**SHORT TASK**
Revise the records below by changing every "spot" to "point", keeping all other text the same.

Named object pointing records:
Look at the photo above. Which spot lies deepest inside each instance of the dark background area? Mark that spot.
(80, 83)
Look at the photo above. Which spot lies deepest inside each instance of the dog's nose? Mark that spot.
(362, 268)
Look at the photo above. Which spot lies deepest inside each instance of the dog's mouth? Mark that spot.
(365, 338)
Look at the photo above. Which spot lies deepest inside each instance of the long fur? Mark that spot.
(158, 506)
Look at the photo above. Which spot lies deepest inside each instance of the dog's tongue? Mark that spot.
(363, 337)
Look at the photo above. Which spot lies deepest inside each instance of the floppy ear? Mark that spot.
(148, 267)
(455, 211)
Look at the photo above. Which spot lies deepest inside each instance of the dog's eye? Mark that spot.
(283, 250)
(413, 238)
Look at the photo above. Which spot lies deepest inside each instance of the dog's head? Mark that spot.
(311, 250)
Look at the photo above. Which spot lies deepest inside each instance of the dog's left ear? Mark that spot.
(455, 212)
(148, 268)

**EXERCISE ANSWER**
Look at the photo above. Which point lies deepest inside each instance of the dark background area? Mark that point.
(80, 83)
Look at the photo above. Which point lies deepest inside each instance of the dog's nose? Mark that point.
(362, 268)
Look at the photo above. Which point lies deepest inside each instance of the dog's mouth? Mark that point.
(365, 338)
Look at the photo above. Which point lies deepest inside each instance of the long fur? Mark that point.
(158, 506)
Look at the photo above. Which point lies deepest inside each instance of the dog's tongue? Mark that point.
(363, 337)
Look at the photo above. Which point lies deepest inside each instance of the floppy ear? Mark that point.
(148, 267)
(455, 211)
Look at the photo above. Which point lies deepest inside each instance of the dog's eye? Mark that point.
(283, 250)
(413, 238)
Look at the photo above. Which point lies deepest inside each instance of the dog's head? Mark that point.
(311, 250)
Look at the photo above. Which point lies deepest inside each instance of the dog's left ear? Mark that point.
(455, 212)
(148, 268)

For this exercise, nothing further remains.